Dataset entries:
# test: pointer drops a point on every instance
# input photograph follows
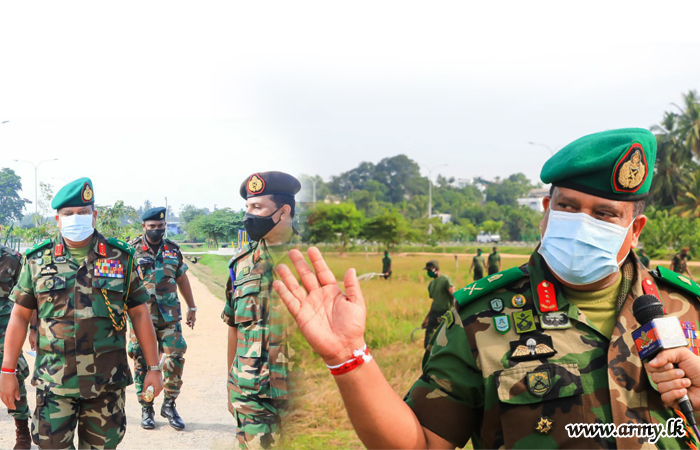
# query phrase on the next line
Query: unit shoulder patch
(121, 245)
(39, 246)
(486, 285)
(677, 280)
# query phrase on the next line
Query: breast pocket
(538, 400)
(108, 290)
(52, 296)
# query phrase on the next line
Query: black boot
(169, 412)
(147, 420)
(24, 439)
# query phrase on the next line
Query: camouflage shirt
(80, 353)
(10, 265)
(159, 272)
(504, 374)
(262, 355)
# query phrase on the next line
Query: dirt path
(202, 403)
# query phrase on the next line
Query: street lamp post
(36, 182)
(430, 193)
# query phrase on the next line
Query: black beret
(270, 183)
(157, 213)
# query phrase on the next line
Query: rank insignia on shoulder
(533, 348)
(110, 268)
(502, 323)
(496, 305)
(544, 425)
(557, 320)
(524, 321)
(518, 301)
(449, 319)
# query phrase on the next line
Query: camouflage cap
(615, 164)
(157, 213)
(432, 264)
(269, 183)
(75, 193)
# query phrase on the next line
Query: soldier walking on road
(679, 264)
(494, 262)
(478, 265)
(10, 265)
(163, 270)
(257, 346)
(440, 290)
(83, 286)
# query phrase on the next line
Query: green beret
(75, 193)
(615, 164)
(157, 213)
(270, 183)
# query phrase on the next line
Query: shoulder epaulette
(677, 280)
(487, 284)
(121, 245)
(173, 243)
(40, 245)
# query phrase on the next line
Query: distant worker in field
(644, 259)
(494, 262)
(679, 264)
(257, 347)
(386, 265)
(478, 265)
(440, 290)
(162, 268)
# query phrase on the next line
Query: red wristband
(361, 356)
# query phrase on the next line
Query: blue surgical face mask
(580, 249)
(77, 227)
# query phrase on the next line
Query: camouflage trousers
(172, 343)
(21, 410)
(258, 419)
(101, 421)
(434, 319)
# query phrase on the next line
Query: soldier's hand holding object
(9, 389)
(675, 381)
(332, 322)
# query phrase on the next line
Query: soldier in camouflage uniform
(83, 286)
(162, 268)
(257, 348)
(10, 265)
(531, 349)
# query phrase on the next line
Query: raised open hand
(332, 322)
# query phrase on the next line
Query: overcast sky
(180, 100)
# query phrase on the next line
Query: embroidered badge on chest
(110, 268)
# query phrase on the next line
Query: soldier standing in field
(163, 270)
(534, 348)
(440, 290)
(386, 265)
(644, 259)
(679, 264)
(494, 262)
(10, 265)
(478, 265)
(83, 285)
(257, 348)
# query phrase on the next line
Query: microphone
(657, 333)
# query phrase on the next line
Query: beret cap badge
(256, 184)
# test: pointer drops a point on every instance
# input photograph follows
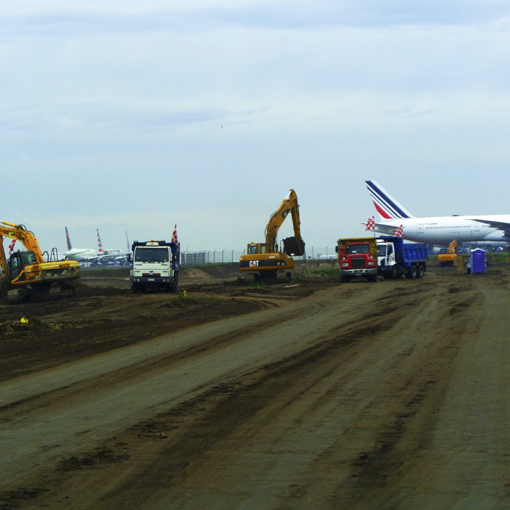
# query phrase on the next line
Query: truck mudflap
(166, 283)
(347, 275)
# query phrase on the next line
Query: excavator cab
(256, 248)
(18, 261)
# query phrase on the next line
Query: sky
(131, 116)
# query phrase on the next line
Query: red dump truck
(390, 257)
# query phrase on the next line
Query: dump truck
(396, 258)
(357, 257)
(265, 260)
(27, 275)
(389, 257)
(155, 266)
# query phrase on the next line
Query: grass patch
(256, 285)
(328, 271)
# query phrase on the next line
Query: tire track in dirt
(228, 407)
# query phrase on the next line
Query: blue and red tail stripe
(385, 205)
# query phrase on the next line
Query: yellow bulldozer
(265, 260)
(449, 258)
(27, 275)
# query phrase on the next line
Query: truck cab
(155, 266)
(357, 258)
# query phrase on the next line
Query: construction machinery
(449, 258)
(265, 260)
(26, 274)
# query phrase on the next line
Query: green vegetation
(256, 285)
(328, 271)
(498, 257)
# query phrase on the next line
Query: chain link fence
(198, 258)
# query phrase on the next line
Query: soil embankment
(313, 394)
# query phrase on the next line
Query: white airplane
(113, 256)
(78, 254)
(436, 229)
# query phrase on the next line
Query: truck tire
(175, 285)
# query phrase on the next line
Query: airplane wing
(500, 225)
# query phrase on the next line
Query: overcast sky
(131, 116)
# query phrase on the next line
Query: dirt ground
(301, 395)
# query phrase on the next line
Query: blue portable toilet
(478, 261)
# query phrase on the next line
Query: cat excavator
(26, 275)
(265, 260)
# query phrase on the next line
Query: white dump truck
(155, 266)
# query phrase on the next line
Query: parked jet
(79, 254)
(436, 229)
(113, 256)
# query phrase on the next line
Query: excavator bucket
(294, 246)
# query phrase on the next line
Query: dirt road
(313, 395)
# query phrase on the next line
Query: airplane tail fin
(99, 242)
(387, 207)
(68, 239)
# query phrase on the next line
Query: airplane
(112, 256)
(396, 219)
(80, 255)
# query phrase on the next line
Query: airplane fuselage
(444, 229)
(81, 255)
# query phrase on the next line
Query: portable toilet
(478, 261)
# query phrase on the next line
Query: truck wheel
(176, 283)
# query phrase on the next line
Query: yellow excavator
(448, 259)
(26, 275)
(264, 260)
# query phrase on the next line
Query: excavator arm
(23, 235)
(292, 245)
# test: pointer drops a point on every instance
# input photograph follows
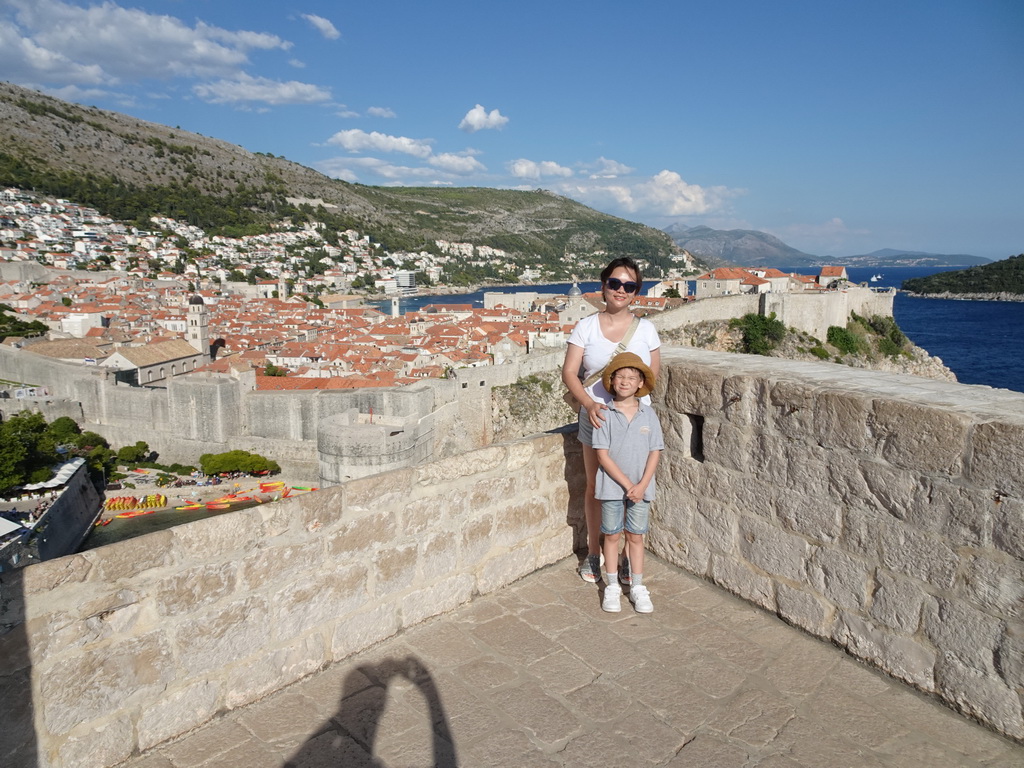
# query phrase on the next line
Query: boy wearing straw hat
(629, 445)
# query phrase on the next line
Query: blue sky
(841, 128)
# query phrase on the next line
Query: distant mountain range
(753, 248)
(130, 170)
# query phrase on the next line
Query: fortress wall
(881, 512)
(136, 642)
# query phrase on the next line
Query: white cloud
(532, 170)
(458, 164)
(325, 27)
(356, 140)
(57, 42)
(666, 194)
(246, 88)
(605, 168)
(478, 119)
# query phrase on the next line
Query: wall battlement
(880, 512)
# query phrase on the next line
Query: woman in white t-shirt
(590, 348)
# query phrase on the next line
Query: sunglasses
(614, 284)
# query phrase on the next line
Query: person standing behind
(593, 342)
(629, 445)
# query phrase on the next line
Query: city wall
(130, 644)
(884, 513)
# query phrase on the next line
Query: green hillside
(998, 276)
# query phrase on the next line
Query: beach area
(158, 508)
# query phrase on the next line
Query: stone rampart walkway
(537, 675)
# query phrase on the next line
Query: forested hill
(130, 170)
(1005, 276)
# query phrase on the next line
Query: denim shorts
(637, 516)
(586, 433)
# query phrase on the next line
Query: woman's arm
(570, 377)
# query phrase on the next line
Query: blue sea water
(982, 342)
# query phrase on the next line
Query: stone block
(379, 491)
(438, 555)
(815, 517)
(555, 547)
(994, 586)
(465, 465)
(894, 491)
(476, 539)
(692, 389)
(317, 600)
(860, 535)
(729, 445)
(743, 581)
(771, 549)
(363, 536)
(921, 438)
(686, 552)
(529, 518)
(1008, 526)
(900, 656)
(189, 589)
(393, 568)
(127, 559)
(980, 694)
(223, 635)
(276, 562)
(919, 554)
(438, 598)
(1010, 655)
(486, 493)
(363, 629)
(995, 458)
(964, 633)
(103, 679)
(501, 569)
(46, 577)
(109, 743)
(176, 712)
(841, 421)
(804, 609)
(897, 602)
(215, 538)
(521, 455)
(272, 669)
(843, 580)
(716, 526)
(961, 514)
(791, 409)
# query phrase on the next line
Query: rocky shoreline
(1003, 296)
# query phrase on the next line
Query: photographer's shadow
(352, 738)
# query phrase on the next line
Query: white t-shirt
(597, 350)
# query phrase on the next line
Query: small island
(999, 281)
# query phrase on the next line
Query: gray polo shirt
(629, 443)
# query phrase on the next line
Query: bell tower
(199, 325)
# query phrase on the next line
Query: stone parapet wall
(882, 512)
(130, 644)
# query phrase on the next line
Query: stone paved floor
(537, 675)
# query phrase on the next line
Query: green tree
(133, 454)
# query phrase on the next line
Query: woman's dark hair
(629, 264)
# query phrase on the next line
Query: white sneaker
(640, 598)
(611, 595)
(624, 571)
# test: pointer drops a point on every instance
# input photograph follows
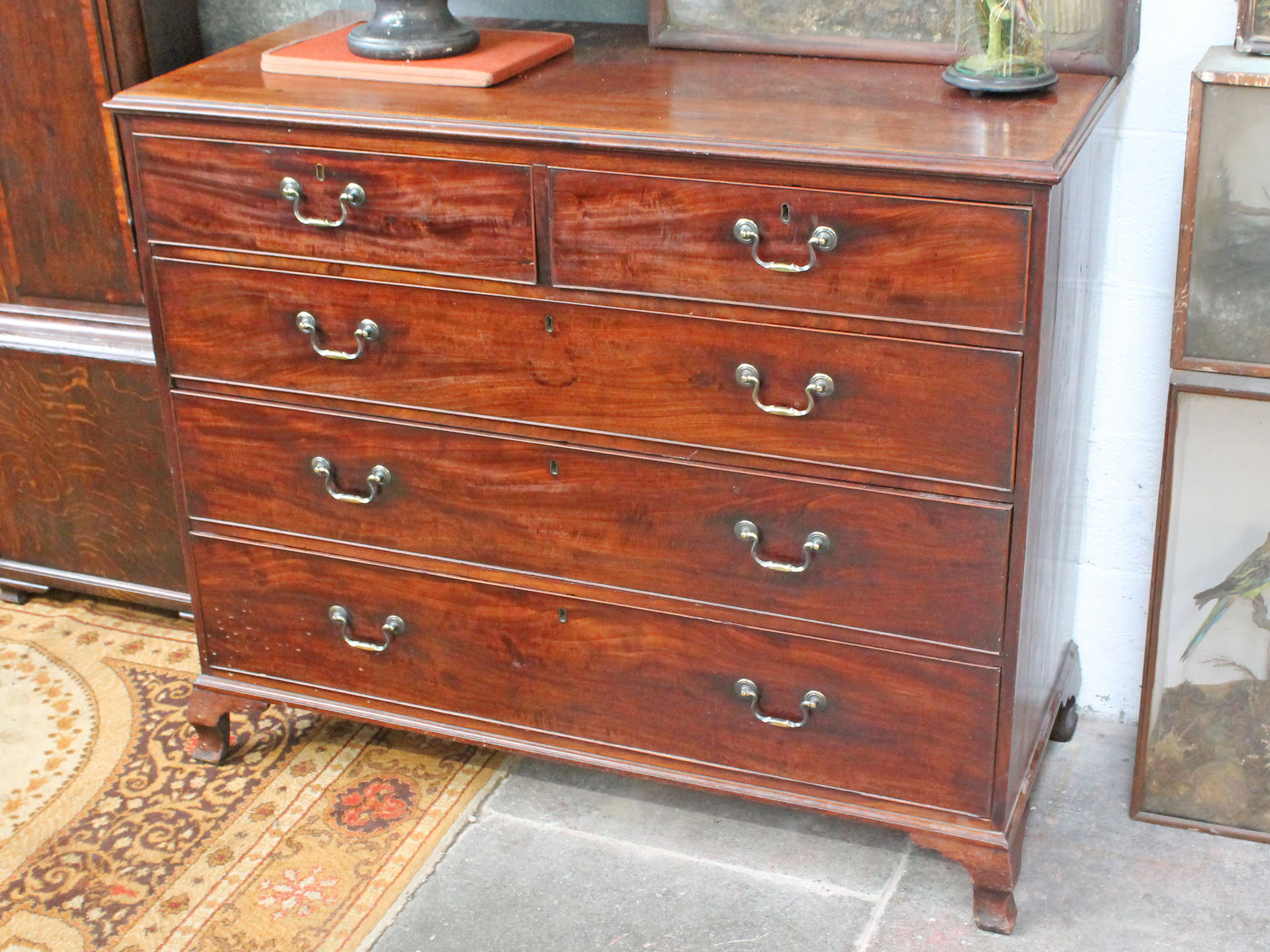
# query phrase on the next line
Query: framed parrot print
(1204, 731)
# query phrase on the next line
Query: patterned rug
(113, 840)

▶ [What you need to do] Your copy should hold only the lines running from the one that contains "Query: blue sea water" through the final line of the data; transcribe them exactly, both ends included, and leave pictures out.

▶ [Exercise response]
Query: blue sea water
(982, 342)
# query phrase on the next line
Query: stone block
(379, 491)
(438, 555)
(815, 517)
(555, 547)
(994, 586)
(465, 465)
(894, 491)
(476, 539)
(692, 389)
(317, 600)
(860, 535)
(729, 445)
(743, 581)
(771, 549)
(363, 536)
(921, 438)
(686, 552)
(529, 518)
(1008, 526)
(900, 656)
(189, 589)
(393, 568)
(127, 559)
(980, 694)
(223, 635)
(276, 562)
(919, 554)
(438, 598)
(1010, 655)
(486, 493)
(363, 629)
(995, 458)
(964, 633)
(103, 679)
(501, 569)
(46, 577)
(109, 743)
(176, 712)
(841, 421)
(804, 609)
(897, 602)
(215, 538)
(521, 455)
(272, 669)
(843, 580)
(716, 526)
(961, 514)
(791, 409)
# query phrase on the next line
Query: rocky shoreline
(1003, 296)
# query phrase on the next line
Query: photographer's shadow
(352, 738)
# query phrase on the next line
Query: white t-shirt
(597, 350)
# query phrase on the next line
Query: small island
(999, 281)
# query phrase on the next line
Query: gray polo shirt
(629, 443)
# query phrase on the next line
Query: bell tower
(199, 325)
# query phrase on the next line
Query: stone parapet wall
(882, 512)
(130, 644)
# query phrase on the next line
Query: stone paved floor
(537, 675)
# query phrase on the next line
Query: green tree
(133, 454)
# query phrase on the next line
Query: woman's dark hair
(629, 264)
# query phrase on the next line
Query: white sneaker
(640, 598)
(611, 595)
(624, 571)
# test: pointer drops a point on every instance
# input photograph follows
# query phrase on the next line
Query: framed parrot print
(1204, 731)
# query phrase on the next line
Query: patterned rug
(113, 840)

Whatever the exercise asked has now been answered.